Exercise details
Put every line of the material below into a JSON list of strings, one string per line, leaving out any blank lines.

Stored records
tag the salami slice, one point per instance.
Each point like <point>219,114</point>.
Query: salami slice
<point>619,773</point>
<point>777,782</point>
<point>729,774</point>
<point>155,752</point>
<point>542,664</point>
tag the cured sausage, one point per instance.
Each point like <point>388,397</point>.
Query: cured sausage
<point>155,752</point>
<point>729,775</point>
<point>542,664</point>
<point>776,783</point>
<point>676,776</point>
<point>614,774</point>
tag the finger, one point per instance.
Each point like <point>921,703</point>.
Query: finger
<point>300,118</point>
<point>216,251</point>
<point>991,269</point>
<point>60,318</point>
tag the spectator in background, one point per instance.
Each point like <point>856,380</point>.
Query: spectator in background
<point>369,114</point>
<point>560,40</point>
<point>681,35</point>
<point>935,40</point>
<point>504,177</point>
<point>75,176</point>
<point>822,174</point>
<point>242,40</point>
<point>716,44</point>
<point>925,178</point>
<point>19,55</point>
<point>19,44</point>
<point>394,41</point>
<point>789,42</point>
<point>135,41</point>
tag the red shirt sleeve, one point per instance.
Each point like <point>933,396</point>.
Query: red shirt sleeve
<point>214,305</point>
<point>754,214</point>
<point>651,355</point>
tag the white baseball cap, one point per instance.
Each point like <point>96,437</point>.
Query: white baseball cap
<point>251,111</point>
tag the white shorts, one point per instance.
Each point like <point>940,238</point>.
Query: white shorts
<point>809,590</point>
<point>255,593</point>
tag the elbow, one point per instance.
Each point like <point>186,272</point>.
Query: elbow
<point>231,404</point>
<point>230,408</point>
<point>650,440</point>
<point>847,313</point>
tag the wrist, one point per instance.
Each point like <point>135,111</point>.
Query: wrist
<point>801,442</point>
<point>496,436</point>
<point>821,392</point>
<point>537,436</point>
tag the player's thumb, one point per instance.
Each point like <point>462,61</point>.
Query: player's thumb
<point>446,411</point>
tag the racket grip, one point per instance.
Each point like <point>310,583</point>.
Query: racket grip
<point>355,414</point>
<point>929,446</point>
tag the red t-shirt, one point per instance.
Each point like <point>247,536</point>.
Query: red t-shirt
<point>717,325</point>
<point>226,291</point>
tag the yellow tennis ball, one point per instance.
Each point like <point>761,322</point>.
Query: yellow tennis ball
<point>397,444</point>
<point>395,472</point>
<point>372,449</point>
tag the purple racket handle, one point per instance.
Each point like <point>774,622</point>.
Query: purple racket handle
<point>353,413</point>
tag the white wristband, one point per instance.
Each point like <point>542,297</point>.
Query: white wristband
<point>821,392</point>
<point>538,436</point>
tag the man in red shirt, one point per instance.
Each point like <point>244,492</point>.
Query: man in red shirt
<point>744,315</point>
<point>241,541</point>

Answer for this exercise
[
  "tag the salami slice, one point per instance.",
  "Each point like <point>219,114</point>.",
  "Query: salami slice",
  "<point>619,773</point>",
  "<point>777,782</point>",
  "<point>729,774</point>",
  "<point>155,752</point>",
  "<point>542,664</point>",
  "tag the cured sausage, one point per instance.",
  "Each point like <point>388,397</point>.",
  "Query: cured sausage",
  "<point>155,752</point>",
  "<point>729,775</point>",
  "<point>542,664</point>",
  "<point>776,783</point>",
  "<point>676,776</point>",
  "<point>614,774</point>",
  "tag the finger, one point per instance.",
  "Each point like <point>921,703</point>.",
  "Query: finger",
  "<point>300,118</point>",
  "<point>216,251</point>",
  "<point>991,269</point>",
  "<point>60,318</point>",
  "tag the spectator in background, one point per instance.",
  "Each point like <point>856,380</point>.",
  "Query: spectator in background",
  "<point>369,114</point>",
  "<point>560,40</point>",
  "<point>681,35</point>",
  "<point>935,40</point>",
  "<point>504,177</point>",
  "<point>75,176</point>",
  "<point>822,174</point>",
  "<point>242,40</point>",
  "<point>716,44</point>",
  "<point>925,178</point>",
  "<point>19,55</point>",
  "<point>19,44</point>",
  "<point>394,41</point>",
  "<point>789,42</point>",
  "<point>135,41</point>",
  "tag the red shirt sleeve, one point per instance.",
  "Each point like <point>933,396</point>.",
  "Query: red shirt sleeve",
  "<point>214,305</point>",
  "<point>754,214</point>",
  "<point>651,355</point>",
  "tag the white baseball cap, one point per instance.",
  "Each point like <point>96,437</point>.",
  "Query: white baseball cap",
  "<point>251,111</point>",
  "tag the white shorts, one point per instance.",
  "Each point like <point>940,238</point>.",
  "Query: white shorts",
  "<point>809,590</point>",
  "<point>255,593</point>",
  "tag the elbow, one point per instance.",
  "Each point like <point>186,272</point>.",
  "Query: elbow",
  "<point>231,404</point>",
  "<point>230,408</point>",
  "<point>650,440</point>",
  "<point>847,313</point>",
  "tag the wrist, one point per instance.",
  "Each point like <point>135,111</point>.",
  "Query: wrist",
  "<point>801,442</point>",
  "<point>496,436</point>",
  "<point>821,392</point>",
  "<point>537,436</point>",
  "tag the player's thumb, one point per instance.",
  "Each point like <point>462,61</point>.",
  "Query: player's thumb",
  "<point>446,411</point>",
  "tag the racket grip, one point per instance.",
  "Each point like <point>310,583</point>.",
  "Query: racket grip",
  "<point>355,414</point>",
  "<point>929,446</point>",
  "tag the red t-shirt, one point per instance.",
  "Each point like <point>247,536</point>.",
  "Query: red t-shirt",
  "<point>717,325</point>",
  "<point>226,291</point>",
  "tag the yellow tennis ball, one point per instance.",
  "Each point like <point>761,322</point>.",
  "Query: yellow tennis ball",
  "<point>397,444</point>",
  "<point>395,472</point>",
  "<point>372,449</point>",
  "tag the purple racket handle, one point per instance.",
  "Each point like <point>774,622</point>.",
  "Query: purple racket handle",
  "<point>353,413</point>",
  "tag the white wristband, one point per instance.",
  "Each point like <point>542,297</point>.",
  "Query: white wristband",
  "<point>821,392</point>",
  "<point>538,436</point>",
  "tag the man in red shirt, one point per instance.",
  "Each point like <point>244,492</point>.",
  "Query: man in red shirt",
  "<point>744,315</point>",
  "<point>241,541</point>"
]